*Text*:
= = = = = = =

Re: [openstack-dev] [nova] Manage multiple clusters using a single nova service

2014-07-21 Thread Jay Pipes

On 07/14/2014 04:34 AM, Vaddi, Kiran Kumar wrote:

Hi,

In the Juno summit, it was discussed that the existing approach of
managing multiple VMware Clusters using a single nova compute service
is not preferred and the approach of one nova compute service
representing one cluster should be looked into.


Even this is outside what I consider to be best practice for Nova,
frankly. The model of scale-out inside Nova is to have a nova-compute
worker responsible for only the distinct set of compute resources that
are provided by a single bare metal node.

Unfortunately, with the introduction of the bare-metal driver in Nova,
as well as the "clustered hypervisors" like VCenter and Hyper-V, this
architectural design point was shot in the head, and now it is only
possible to scale the nova-compute <-> hypervisor communication layer
using a scale-up model instead of a scale-out model. This is a big deal,
and unfortunately, not enough discussion has been had around this, IMO.

The proposed blueprint(s) around this and the code patches I've seen are
moving Nova in the opposite direction it needs to go, IMHO.


We would like to retain the existing approach (till we have resolved
 the issues) for the following reasons:

1.Even though a single service is managing all the clusters,
logically it is still one compute per cluster. To the scheduler each
 cluster is represented as individual computes. Even in the driver
each cluster is represented separately.


How is this so? In Kanagaraj Manickam's proposed blueprint about this
[1], the proposed implementation would fork one process for each
hypervisor or cluster. However, the problem with this is that the
scheduler uses the single service record for the nova-compute worker to
determine whether or not the node is available to place resources on.
The servicegroup API would need to be refactored (rewritten, really) to
change its definition of a service to instead of being a single daemon,
now being a single process running within that daemon. Since the daemon
only responds to a single RPC target endpoint and rpc.call direct and
topic exchanges, all of that code would then need to be rewritten, or
code would need to be added to nova.manager to dispatch events sent to
the nova-compute's single RPC topic-exchange to one of the specific
processes that is responsible for a particular cluster.

In short, a huge chunk of code would need to be refactored in order to
make Nova's worldview amenable to the design choices of certain
clustered hypervisors. That, IMHO, is not something to be taken lightly,
and not something we should even consider without a REALLY good reason.
And the use case of "Openstack is an platform and its good to provide
flexibility in it to accommodate different needs." is not a really good
reason, IMO.


2.Since ESXi does not allow to run nova-compute service on the
hypervisor unlike KVM, the service has to be run externally on a
different server. Its easier from administration perspective to
manage a single service than multiple.

= = = = = = =

*Short task*:
Write what comes next in the mailing list reply about managing multiple VMware clusters with a single nova compute service, picking up after its last sentence.

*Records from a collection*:
= = = = = = =

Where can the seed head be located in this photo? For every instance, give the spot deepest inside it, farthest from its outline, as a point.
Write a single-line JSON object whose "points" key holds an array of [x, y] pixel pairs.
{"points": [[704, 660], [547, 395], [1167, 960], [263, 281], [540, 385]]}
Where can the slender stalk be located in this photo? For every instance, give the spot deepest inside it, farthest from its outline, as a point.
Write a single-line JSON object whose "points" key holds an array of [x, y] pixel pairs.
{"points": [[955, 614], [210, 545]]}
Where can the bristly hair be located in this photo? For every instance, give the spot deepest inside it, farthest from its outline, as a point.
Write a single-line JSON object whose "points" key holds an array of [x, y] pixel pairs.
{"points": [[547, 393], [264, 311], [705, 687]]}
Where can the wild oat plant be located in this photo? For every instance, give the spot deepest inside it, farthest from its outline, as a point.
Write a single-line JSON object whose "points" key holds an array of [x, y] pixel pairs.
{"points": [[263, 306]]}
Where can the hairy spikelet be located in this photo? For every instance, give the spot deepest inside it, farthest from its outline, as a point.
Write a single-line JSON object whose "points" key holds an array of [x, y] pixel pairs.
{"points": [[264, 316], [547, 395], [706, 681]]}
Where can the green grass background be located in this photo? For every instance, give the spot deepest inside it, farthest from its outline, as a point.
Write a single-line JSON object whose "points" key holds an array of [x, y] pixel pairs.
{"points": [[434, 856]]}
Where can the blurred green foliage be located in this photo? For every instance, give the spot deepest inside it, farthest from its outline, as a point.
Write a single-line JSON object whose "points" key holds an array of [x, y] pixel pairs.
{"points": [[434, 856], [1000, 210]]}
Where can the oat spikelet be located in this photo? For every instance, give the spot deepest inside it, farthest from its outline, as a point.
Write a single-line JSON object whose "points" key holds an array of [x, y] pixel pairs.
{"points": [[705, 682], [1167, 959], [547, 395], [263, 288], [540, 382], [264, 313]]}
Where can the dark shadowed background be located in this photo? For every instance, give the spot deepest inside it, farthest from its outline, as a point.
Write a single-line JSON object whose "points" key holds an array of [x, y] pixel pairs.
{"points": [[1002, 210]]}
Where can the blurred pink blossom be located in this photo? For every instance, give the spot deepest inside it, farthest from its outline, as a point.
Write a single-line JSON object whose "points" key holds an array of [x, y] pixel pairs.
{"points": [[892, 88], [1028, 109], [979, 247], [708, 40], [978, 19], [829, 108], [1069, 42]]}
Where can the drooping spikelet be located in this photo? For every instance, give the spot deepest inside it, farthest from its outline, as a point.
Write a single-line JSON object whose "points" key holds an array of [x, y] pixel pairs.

= = = = = = =

*Output of the task*:
Why can't ESXi hosts not run the nova-compute service? Is it like the
XenServer driver that has a pitifully old version of Python (2.4) that
constrains the code that is possible to run on it? If so, then I don't
really think the poor constraints of the hypervisor dom0 should mean
that Nova should change its design principles to accomodate. The
XenServer driver uses custom agents to get around this issue, IIRC. Why
can't the VCenter driver?


3.Every connection to vCenter uses up ~140MB in the driver. If we
were to manage each cluster by an individual service the memory
consumed for 32 clusters will be high (~4GB). The newer versions
support 64 clusters!


The fact that each connection to vCenter uses 140MB of memory is
completely ridiculous. You can thank crappy SOAP for that, I believe.

That said, Nova should not be changing its design principles to
accommodate poor software of a driver.

It raises questions on why exactly folks are even using OpenStack at all
if they want to continue to use VCenter for host management, DRS, DPM,
and the like.

What advantage are they getting from OpenStack?

If the idea is to move off of expensive VCenter-licensed clusters and on
to a pure OpenStack infrastructure then, I don't see a point in
supporting *more* clustered hypervisor features in the driver code at
all. If the idea is to just "use what we know, don't rock the enterprise
IT boat", then why use OpenStack at all?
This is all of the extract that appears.